--- Task ---
Lay out the rows below as a Markdown table with the columns Index and Line, giving each row's number under Index and its text under Line, and leave out any blank lines.

--- Information given ---
---
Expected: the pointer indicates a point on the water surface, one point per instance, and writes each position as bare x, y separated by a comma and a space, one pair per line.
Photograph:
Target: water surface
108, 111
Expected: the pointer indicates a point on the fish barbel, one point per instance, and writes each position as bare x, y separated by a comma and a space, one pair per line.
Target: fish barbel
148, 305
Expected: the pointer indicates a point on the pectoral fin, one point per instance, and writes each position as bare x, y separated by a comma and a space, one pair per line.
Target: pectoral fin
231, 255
---
--- Solution for this problem ---
| Index | Line |
|---|---|
| 1 | Expected: the pointer indicates a point on the water surface, one point per instance, and writes each position as bare x, y separated by a comma and a space, one pair per line. |
| 2 | Photograph: |
| 3 | Target: water surface |
| 4 | 108, 111 |
| 5 | Expected: the pointer indicates a point on the fish barbel, one point per instance, and writes each position as bare x, y separated by a comma and a space, one pair per line. |
| 6 | Target: fish barbel |
| 7 | 148, 305 |
| 8 | Expected: the pointer indicates a point on the pectoral fin, one point per instance, and writes each position as bare x, y separated by a comma and a space, one pair per line. |
| 9 | Target: pectoral fin |
| 10 | 231, 255 |